## BEGIN EXERCISE DATA
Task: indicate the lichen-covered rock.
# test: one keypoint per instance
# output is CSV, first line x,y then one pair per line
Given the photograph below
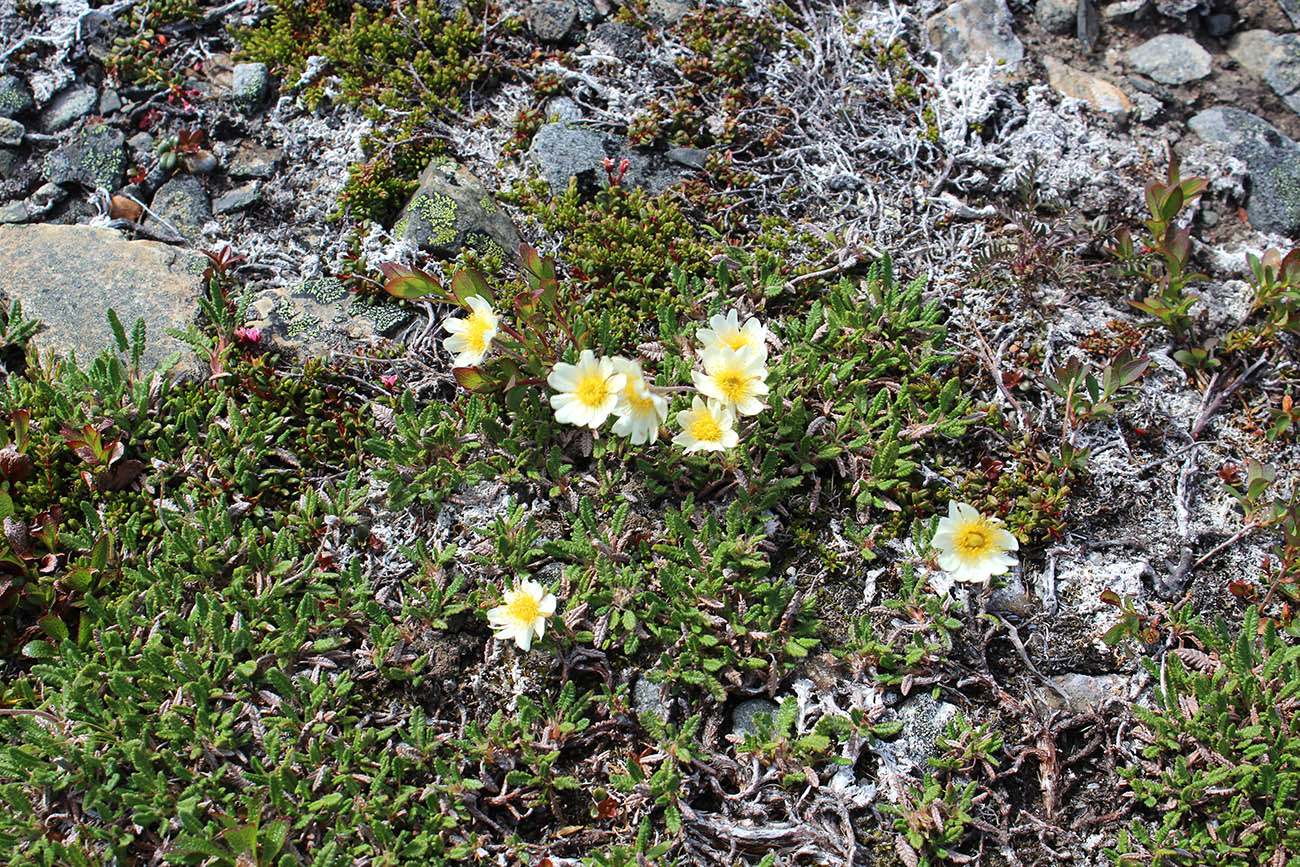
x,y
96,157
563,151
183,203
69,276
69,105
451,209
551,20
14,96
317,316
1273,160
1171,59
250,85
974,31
## END EXERCISE DATA
## BEGIN EXERCISE DATA
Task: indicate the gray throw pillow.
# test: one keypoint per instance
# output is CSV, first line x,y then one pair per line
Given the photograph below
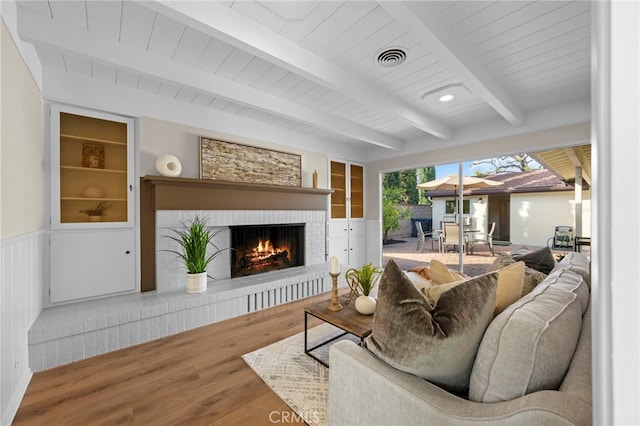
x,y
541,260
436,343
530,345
## END EXERCISE DATA
**WHAT YOU HAVE TO DO**
Show every line of the entries above that contains the string "Task". Match case exactly.

**WRITTEN SOLUTION**
Task: indicate the lichen-covered rock.
Task: indicate the gray throw pillow.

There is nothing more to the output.